**Source passage**
_ _ _ _ _ _ _
In Memory of Joyce Owens R.I.P.

"Art is Business"  
Classic Chicago Magazine   Joyce Owens transitioned on Saturday, February 10th, 2024.

Artist Joyce Owens, 76, showed the ‘positive’ Black experience in her work.
Owens was primarily a painter and dabbled in 3-D art forms and jewelry-making. In an exhibition, the Chicago State University professor wrote: “I decided not to do angry Black men and angry Black women. I painted what I saw.  by Mariah Rush on Feb 13, 2024, 3:11pm CST.

Chicago-based artist, teacher, and curator Joyce Owens Anderson was born in Philadelphia, Pennsylvania. She grew up in a working-class neighborhood in Philadelphia. Owens’s mother, Eloise Owens, was a trained opera singer who encouraged her daughter to become an art teacher. Nevertheless, Owens attended Howard University, earning her B.F.A. degree in art. Owens then attended Yale University, earning her M.F.A. degree in painting. After working various jobs, including arts and crafts director, art teacher, and producer for Philadelphia’s CBS television station, Owens moved to Chicago, Illinois. She then spent eight years working for WBBM-TV, CBS Channel 2 in Chicago, as the graphic arts coordinator for news. Owens did additional work for the company as a graphic artist, researcher, and news assistant, always painting and exhibiting her art.
_ _ _ _ _ _ _
**Given data**
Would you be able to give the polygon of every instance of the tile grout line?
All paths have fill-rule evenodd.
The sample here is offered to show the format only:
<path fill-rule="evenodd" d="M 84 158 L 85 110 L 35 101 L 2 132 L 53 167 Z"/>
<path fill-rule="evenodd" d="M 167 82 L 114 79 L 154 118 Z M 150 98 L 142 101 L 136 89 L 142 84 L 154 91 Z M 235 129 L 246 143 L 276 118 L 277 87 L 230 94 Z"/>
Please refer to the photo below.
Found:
_ _ _ _ _ _ _
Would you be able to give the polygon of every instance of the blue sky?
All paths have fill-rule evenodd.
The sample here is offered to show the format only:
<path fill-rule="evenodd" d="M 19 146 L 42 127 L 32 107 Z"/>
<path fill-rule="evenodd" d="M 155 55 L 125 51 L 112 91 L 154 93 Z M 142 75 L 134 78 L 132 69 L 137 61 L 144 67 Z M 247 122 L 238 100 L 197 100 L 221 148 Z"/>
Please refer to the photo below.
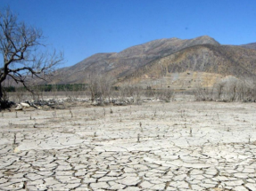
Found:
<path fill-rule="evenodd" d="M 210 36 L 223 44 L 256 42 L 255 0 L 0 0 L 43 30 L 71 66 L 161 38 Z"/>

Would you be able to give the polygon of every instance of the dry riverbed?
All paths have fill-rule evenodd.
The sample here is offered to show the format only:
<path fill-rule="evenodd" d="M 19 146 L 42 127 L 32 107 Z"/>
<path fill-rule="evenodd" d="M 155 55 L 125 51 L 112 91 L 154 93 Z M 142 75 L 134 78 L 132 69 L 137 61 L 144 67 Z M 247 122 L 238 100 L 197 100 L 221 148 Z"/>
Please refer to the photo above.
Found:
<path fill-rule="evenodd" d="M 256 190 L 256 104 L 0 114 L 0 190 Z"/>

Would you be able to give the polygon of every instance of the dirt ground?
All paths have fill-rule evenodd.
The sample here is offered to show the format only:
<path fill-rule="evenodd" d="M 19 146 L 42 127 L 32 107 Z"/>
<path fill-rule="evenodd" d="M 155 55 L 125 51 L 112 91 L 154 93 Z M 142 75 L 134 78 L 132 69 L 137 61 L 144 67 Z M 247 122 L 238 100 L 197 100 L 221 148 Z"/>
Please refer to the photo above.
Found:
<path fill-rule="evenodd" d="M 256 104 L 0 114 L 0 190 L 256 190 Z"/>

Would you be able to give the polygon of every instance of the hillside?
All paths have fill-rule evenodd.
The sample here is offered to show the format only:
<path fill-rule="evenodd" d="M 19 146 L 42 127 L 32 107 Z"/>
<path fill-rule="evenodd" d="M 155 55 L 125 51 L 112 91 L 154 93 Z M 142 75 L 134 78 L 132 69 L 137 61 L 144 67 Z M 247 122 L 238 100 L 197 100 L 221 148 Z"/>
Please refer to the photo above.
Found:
_ _ _ _ _ _ _
**Task statement**
Reproduce the tribute to Joyce Owens above word for word, from its title line through its final sentence.

**Response to this exercise**
In Memory of Joyce Owens R.I.P.

"Art is Business"  
Classic Chicago Magazine   Joyce Owens transitioned on Saturday, February 10th, 2024.

Artist Joyce Owens, 76, showed the ‘positive’ Black experience in her work.
Owens was primarily a painter and dabbled in 3-D art forms and jewelry-making. In an exhibition, the Chicago State University professor wrote: “I decided not to do angry Black men and angry Black women. I painted what I saw.  by Mariah Rush on Feb 13, 2024, 3:11pm CST.

Chicago-based artist, teacher, and curator Joyce Owens Anderson was born in Philadelphia, Pennsylvania. She grew up in a working-class neighborhood in Philadelphia. Owens’s mother, Eloise Owens, was a trained opera singer who encouraged her daughter to become an art teacher. Nevertheless, Owens attended Howard University, earning her B.F.A. degree in art. Owens then attended Yale University, earning her M.F.A. degree in painting. After working various jobs, including arts and crafts director, art teacher, and producer for Philadelphia’s CBS television station, Owens moved to Chicago, Illinois. She then spent eight years working for WBBM-TV, CBS Channel 2 in Chicago, as the graphic arts coordinator for news. Owens did additional work for the company as a graphic artist, researcher, and news assistant, always painting and exhibiting her art.